====== Text shown
Judging by their semi-autobiographical Daddy Longlegs, the New York indie filmmakers Josh and Benny Safdie just don't do "calm." In their new feature Heaven Knows What the young street heroin addicts live hour-by-hour, not day-by-day, and never take a break. They always have "a lot to do." All this energy: they could be working on Wall Street. And high stakes stock brokers do lots of drugs too! There is intensity and a lot of accomplishment observable in Heaven Knows What. The lingo is right, the milieus are real, many of the "actors," including Arielle Holmes, whose serial Apple Store outpourings of jotted memoirs this is based on, are playing grimly accurate versions of themselves. The grayish cinematography with extensive use of long lenses creates a vérité intimacy that sucks you in. Yet compared to work like Martin Bell's '84 documentary classic Streetwise, this docudrama feels like a blitz tour, a drug variation on poverty porn, a choppy collection of riffs that follow its street addict crew, Harley, Ilya, Mike, Skully, Isaac and a few others, around and around -- without penetrating deeply into personalities or lives. The film drags our noses in the dirt, but we are not enlightened or touched.
============
====== Information provided
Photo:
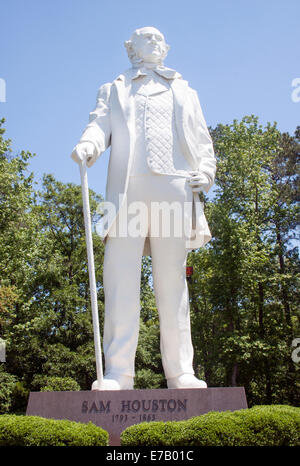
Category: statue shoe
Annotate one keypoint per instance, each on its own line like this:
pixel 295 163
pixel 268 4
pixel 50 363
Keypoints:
pixel 122 382
pixel 186 381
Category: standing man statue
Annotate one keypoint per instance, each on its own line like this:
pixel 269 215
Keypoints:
pixel 161 153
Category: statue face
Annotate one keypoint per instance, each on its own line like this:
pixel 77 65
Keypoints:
pixel 149 44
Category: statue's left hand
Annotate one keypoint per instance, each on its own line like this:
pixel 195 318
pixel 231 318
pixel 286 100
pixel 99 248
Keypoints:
pixel 197 181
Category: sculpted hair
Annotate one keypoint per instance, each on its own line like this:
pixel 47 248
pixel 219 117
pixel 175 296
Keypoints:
pixel 132 53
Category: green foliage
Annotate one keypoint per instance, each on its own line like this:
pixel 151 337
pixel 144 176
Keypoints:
pixel 20 396
pixel 243 294
pixel 7 384
pixel 53 384
pixel 37 431
pixel 258 426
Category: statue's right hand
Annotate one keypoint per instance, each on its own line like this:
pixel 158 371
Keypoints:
pixel 83 152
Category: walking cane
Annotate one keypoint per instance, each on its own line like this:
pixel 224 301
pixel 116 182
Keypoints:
pixel 91 267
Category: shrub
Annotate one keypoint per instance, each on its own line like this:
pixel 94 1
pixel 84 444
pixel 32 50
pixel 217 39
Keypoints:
pixel 38 431
pixel 259 426
pixel 7 384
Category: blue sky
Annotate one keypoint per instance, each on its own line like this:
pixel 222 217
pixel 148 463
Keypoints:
pixel 241 57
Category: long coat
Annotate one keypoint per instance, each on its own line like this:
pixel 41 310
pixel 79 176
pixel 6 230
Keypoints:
pixel 112 124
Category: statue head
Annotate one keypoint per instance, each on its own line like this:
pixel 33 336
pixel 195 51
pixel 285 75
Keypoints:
pixel 147 45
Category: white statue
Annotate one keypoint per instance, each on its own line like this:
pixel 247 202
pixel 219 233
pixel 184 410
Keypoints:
pixel 161 152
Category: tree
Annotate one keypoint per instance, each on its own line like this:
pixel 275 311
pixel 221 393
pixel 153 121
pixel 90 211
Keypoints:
pixel 239 310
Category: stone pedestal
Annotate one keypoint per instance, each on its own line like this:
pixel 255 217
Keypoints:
pixel 116 410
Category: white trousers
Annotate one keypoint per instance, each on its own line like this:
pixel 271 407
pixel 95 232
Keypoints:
pixel 122 276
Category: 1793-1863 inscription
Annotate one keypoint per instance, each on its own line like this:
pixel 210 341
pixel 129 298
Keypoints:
pixel 139 410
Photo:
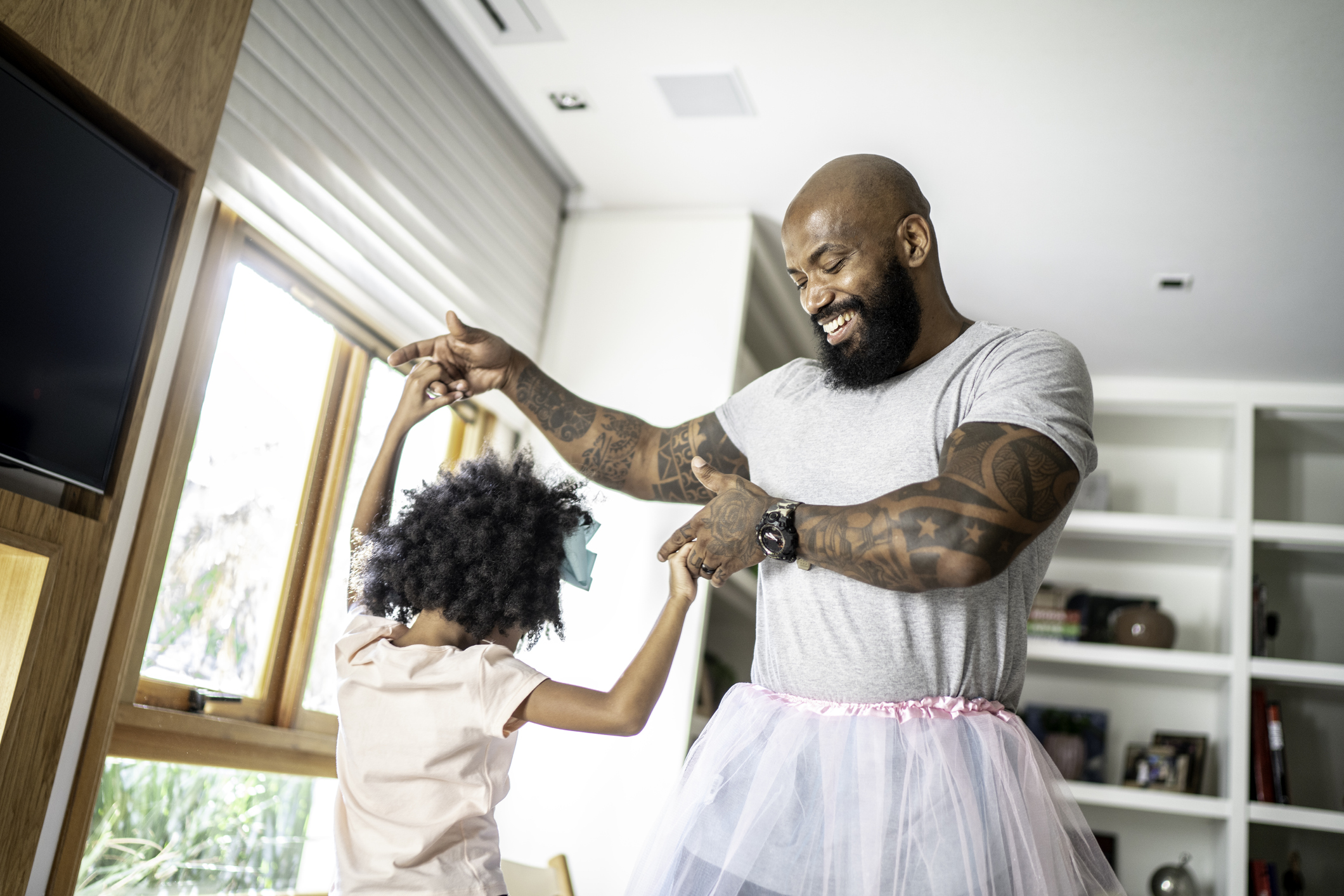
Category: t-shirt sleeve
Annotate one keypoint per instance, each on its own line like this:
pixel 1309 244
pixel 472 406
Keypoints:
pixel 506 681
pixel 361 632
pixel 1039 381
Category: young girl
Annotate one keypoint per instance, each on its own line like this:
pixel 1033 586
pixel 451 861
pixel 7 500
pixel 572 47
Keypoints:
pixel 428 711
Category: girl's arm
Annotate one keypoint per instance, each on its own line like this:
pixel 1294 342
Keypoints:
pixel 377 497
pixel 625 708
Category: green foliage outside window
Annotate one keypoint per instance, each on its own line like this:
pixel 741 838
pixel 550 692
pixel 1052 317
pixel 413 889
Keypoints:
pixel 165 831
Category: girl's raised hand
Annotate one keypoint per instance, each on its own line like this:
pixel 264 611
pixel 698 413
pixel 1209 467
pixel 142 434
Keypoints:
pixel 680 582
pixel 417 404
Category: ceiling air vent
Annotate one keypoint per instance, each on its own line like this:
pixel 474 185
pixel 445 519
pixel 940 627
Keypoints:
pixel 515 20
pixel 1175 281
pixel 702 96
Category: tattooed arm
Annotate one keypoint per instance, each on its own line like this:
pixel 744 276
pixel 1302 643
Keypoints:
pixel 616 449
pixel 998 488
pixel 621 451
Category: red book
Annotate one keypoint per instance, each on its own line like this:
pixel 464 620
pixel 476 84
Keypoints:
pixel 1260 879
pixel 1262 773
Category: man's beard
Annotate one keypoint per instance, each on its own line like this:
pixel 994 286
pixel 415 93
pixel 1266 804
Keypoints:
pixel 889 328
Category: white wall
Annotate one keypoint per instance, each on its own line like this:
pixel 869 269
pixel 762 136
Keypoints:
pixel 645 316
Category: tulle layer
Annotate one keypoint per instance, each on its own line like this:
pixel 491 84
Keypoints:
pixel 937 797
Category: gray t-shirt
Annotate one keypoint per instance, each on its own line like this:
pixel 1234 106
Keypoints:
pixel 828 637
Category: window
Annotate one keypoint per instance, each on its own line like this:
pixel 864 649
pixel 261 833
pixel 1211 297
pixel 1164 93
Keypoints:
pixel 219 762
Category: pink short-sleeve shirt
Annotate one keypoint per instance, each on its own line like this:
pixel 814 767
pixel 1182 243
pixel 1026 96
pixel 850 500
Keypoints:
pixel 422 759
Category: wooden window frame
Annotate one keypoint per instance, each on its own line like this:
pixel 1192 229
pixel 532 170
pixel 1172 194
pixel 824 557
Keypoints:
pixel 140 718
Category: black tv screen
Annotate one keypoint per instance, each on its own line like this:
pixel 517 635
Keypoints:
pixel 84 229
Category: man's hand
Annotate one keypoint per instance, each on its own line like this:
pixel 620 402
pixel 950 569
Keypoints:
pixel 475 359
pixel 418 398
pixel 723 532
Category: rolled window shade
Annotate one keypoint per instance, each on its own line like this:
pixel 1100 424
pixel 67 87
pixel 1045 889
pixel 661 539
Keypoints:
pixel 358 129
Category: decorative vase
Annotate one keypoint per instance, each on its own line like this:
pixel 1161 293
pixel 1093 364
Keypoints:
pixel 1173 880
pixel 1146 626
pixel 1069 754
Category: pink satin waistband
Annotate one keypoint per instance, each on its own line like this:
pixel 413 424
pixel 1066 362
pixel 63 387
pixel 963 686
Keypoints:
pixel 903 711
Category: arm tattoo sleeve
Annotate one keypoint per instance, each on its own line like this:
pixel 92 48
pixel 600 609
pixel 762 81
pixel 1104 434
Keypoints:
pixel 679 444
pixel 607 445
pixel 1000 487
pixel 558 411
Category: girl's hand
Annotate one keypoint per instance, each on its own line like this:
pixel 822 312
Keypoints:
pixel 680 582
pixel 416 404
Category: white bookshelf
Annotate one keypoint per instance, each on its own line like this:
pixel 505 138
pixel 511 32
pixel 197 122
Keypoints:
pixel 1212 483
pixel 1217 481
pixel 1140 800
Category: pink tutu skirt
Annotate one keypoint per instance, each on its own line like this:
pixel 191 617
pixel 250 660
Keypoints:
pixel 938 797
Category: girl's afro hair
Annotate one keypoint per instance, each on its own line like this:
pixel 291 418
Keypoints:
pixel 483 544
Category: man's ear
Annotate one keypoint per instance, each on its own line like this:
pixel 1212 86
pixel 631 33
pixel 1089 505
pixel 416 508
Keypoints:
pixel 914 241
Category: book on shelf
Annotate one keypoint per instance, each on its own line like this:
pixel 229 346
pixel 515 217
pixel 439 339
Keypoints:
pixel 1076 613
pixel 1194 747
pixel 1049 617
pixel 1263 878
pixel 1260 598
pixel 1279 767
pixel 1262 774
pixel 1263 622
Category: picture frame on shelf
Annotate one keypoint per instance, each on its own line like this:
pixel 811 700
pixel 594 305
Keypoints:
pixel 1156 767
pixel 1192 746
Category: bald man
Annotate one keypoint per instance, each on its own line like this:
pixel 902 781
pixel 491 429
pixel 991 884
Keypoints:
pixel 902 496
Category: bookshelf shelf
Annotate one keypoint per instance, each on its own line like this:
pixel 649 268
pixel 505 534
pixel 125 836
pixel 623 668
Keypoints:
pixel 1298 670
pixel 1123 657
pixel 1151 527
pixel 1300 535
pixel 1296 817
pixel 1155 801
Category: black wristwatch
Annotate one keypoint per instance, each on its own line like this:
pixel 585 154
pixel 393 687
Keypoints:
pixel 776 534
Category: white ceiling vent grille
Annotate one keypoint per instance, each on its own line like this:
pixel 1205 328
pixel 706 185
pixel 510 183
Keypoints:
pixel 702 96
pixel 514 20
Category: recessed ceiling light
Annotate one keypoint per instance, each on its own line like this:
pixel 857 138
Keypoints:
pixel 703 96
pixel 1175 281
pixel 569 101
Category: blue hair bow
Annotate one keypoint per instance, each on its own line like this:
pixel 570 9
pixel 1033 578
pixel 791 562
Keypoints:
pixel 577 567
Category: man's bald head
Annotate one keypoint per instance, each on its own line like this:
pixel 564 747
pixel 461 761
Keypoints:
pixel 860 191
pixel 859 245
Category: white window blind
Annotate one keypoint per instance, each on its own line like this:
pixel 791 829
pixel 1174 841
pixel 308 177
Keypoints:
pixel 358 138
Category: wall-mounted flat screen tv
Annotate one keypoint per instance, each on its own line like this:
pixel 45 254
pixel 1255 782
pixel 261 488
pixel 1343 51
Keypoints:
pixel 84 230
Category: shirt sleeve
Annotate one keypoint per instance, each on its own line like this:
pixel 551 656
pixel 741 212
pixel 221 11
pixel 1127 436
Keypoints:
pixel 1039 381
pixel 361 632
pixel 506 681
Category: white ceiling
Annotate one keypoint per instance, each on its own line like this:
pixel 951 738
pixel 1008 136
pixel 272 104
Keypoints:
pixel 1071 151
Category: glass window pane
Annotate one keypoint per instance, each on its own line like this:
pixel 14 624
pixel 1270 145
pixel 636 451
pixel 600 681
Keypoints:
pixel 425 451
pixel 240 507
pixel 170 829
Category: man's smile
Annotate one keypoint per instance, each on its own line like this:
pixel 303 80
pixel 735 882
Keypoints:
pixel 841 327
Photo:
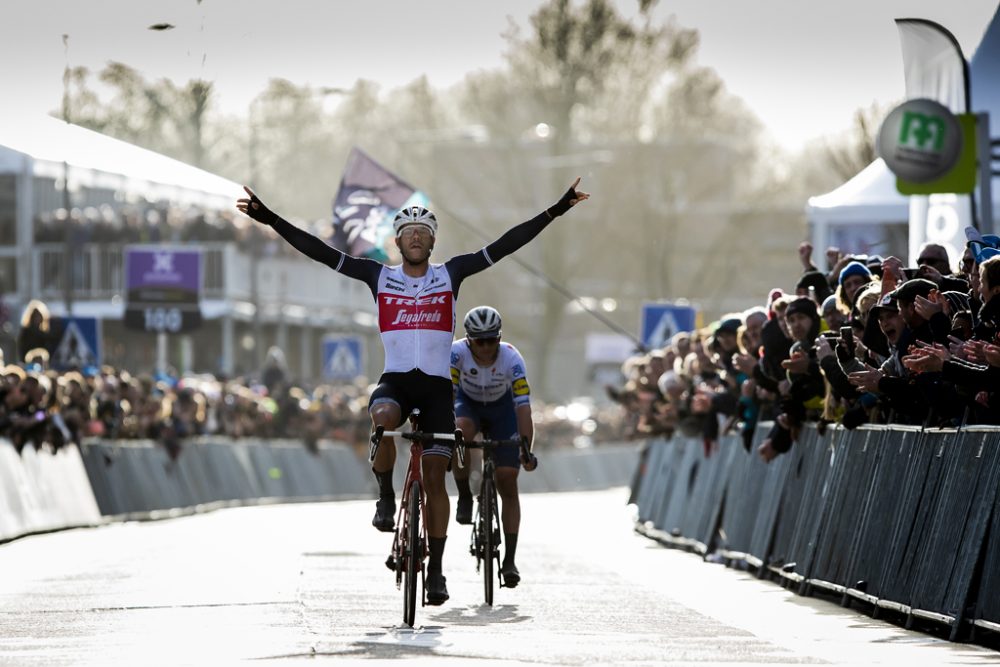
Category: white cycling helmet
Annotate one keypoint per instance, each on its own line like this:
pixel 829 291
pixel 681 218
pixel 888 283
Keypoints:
pixel 414 215
pixel 482 322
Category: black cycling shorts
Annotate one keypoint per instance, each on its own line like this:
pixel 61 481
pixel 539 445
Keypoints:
pixel 430 394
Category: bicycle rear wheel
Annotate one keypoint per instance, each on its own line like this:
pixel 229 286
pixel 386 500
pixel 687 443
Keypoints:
pixel 487 511
pixel 413 555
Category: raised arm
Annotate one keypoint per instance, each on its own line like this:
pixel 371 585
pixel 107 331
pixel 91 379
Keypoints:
pixel 355 267
pixel 515 237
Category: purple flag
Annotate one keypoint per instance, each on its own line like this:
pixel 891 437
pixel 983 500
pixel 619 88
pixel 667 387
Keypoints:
pixel 368 197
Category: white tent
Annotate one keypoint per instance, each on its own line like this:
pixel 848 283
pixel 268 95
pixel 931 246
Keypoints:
pixel 868 209
pixel 40 146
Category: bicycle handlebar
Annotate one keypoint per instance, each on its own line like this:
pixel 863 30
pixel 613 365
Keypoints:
pixel 419 436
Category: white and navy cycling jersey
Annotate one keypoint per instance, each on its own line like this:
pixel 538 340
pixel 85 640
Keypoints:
pixel 489 384
pixel 416 315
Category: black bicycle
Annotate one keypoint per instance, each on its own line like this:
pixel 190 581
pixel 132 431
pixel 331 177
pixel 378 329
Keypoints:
pixel 409 542
pixel 486 533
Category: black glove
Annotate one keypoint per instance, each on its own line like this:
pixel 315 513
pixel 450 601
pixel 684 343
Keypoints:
pixel 259 212
pixel 854 417
pixel 562 205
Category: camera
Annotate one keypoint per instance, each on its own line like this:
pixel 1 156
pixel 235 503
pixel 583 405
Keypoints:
pixel 847 339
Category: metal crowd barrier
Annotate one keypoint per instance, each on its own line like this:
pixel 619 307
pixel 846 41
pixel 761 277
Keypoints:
pixel 900 518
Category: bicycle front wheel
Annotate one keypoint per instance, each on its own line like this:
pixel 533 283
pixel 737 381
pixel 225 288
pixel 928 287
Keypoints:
pixel 413 554
pixel 487 512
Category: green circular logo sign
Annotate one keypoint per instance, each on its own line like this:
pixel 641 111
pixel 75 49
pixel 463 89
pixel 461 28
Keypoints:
pixel 920 140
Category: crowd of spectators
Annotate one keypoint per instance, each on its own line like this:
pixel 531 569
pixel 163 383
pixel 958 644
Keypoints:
pixel 866 340
pixel 45 407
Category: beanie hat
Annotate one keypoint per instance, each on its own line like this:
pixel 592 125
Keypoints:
pixel 854 269
pixel 816 280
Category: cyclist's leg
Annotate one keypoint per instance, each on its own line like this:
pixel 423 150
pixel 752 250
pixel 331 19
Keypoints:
pixel 467 422
pixel 386 408
pixel 508 465
pixel 437 415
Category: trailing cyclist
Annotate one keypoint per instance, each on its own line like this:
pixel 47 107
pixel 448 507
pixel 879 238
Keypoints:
pixel 415 302
pixel 491 386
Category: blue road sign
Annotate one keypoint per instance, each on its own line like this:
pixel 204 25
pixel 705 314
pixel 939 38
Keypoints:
pixel 77 343
pixel 343 357
pixel 661 320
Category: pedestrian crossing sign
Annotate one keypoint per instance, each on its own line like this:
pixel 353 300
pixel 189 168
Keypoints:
pixel 343 357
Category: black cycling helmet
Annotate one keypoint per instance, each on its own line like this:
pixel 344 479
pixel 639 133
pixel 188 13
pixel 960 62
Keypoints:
pixel 482 322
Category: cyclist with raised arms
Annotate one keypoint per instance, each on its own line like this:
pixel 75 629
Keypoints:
pixel 416 313
pixel 491 386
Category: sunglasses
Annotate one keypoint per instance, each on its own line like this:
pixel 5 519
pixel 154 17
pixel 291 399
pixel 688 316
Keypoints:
pixel 485 341
pixel 410 232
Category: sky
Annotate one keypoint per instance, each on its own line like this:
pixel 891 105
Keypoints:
pixel 803 66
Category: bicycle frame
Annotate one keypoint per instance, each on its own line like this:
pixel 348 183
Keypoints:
pixel 409 543
pixel 486 530
pixel 414 475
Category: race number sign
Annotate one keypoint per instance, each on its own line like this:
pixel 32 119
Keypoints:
============
Directions for this task: Pick up the review of Heaven Knows What after its last sentence and write the next part. The items were taken from a separate source.

Answer to this problem:
Streetwise grew out of more than a year's work by Bell's wife Mary Ellen Mark getting to know the Seattle street kids. Those black and white images stay etched on one's mind; the documentary brought them to life. The result may fill you with sadness but there is no sense of an effort to shock. Watching Heaven Knows What, one feels this is an artifact that, if not purposely designed, nonetheless is ideally suited, to épater la bourgeoisie, but not shock them with poetry like the French 19th-century decadents. To shock them with mess, with lives carelessly thrown away. This is voyeuristic stuff Larry Clark would have made sexier, KIds with less plot and colder weather. Heightening the harshness, it all happens in a few days in the dead of winter.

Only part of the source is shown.